> [RECORDS FOR THIS EXERCISE]
===============
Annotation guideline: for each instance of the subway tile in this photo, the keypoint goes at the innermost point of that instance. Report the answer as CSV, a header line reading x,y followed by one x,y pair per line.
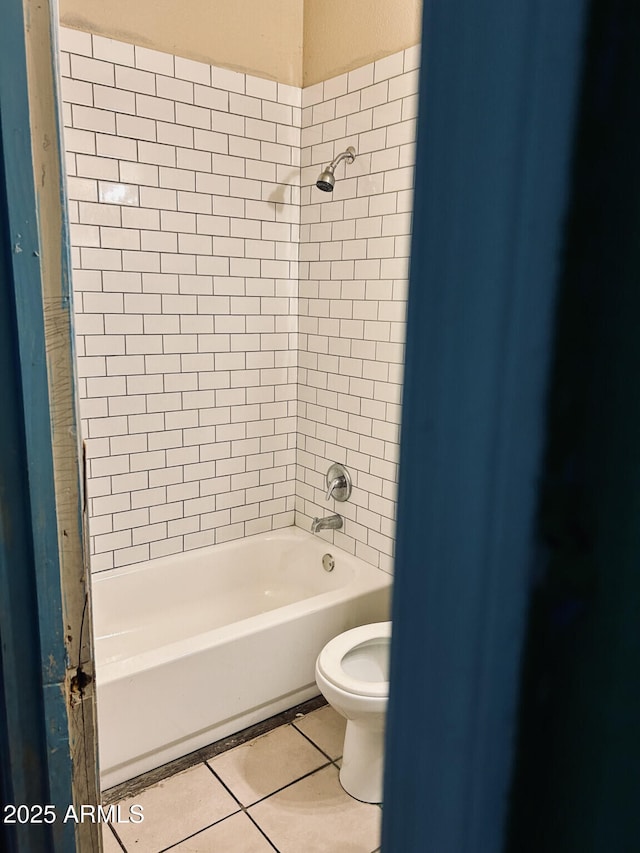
x,y
136,128
174,90
155,108
112,50
196,72
154,60
255,256
89,118
134,80
76,92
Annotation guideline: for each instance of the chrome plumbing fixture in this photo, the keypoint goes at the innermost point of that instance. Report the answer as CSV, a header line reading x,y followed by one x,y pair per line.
x,y
331,522
327,179
338,483
328,563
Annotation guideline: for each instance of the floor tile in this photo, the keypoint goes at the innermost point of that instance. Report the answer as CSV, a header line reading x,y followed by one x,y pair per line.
x,y
175,809
317,816
235,834
325,727
109,843
261,766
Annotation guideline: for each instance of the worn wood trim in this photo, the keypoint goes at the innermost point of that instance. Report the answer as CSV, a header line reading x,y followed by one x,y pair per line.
x,y
40,260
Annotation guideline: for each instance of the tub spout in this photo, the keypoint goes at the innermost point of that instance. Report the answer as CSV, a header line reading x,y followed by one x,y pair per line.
x,y
331,522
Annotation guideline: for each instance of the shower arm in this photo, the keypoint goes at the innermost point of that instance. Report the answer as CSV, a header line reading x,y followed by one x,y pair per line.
x,y
349,154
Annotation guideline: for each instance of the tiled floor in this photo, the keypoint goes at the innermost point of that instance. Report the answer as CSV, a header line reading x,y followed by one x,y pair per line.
x,y
278,792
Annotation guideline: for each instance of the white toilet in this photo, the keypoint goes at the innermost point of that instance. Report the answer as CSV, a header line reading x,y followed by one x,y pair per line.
x,y
352,673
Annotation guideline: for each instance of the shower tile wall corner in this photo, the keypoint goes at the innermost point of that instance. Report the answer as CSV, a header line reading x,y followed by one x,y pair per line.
x,y
353,274
235,332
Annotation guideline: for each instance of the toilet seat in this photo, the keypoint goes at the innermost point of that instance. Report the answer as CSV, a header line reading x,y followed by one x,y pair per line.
x,y
330,659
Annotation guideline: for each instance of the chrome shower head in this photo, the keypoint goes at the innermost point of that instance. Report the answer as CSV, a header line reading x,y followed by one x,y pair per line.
x,y
327,179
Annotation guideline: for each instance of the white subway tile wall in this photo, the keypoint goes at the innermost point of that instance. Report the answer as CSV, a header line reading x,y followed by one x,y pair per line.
x,y
353,272
236,329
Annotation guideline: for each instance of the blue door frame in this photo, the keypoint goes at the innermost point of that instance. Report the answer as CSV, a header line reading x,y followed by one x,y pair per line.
x,y
498,91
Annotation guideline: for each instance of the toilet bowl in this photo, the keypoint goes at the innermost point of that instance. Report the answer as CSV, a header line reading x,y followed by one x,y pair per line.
x,y
352,673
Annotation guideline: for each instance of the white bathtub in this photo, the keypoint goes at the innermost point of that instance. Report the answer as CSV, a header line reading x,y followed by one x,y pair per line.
x,y
195,647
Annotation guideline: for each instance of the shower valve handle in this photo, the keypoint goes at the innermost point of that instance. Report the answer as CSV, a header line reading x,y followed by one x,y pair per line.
x,y
338,483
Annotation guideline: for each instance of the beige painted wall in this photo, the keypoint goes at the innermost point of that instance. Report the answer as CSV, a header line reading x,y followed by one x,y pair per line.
x,y
261,37
343,34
===============
> [WRITTEN REQUEST] Copy out, word for word, the lines from the one containing "Annotation guideline: for each instance of the blue" through the final line.

> [EXPECTED ANSWER]
Annotation guideline: for each instance of the blue door frame in this photo, the keypoint goes at the innermost point of that instance. Report the answer as CSV, a header line reading x,y followed by one x,y pair per line.
x,y
498,91
Annotation guideline: for each instance of the toilet bowl in this photo, the keypoint goes at the innermost point of that instance. Report the answer as CSV, a header line reading x,y followed by one x,y pair per line.
x,y
352,673
Annotation guideline: for each instance of the white bathtub in this photo, the keypoint goes at the innermost point of that instance. Report the answer as CSV, a header line reading x,y followed by one x,y pair per line.
x,y
195,647
Annotation guideline: for each instance of the shower valve handle in this photo, the keypoint goes at the innermost point of that instance. Report the answer as CSV, a header line reading x,y followed by one x,y pair per line.
x,y
338,483
Annotation guideline: for each instance of the beige painted wall in this photo, the keypoint goes at the innermost point of that instance. Report the answer as CSV, a header line reading x,y followed by one x,y pair per line.
x,y
261,37
343,34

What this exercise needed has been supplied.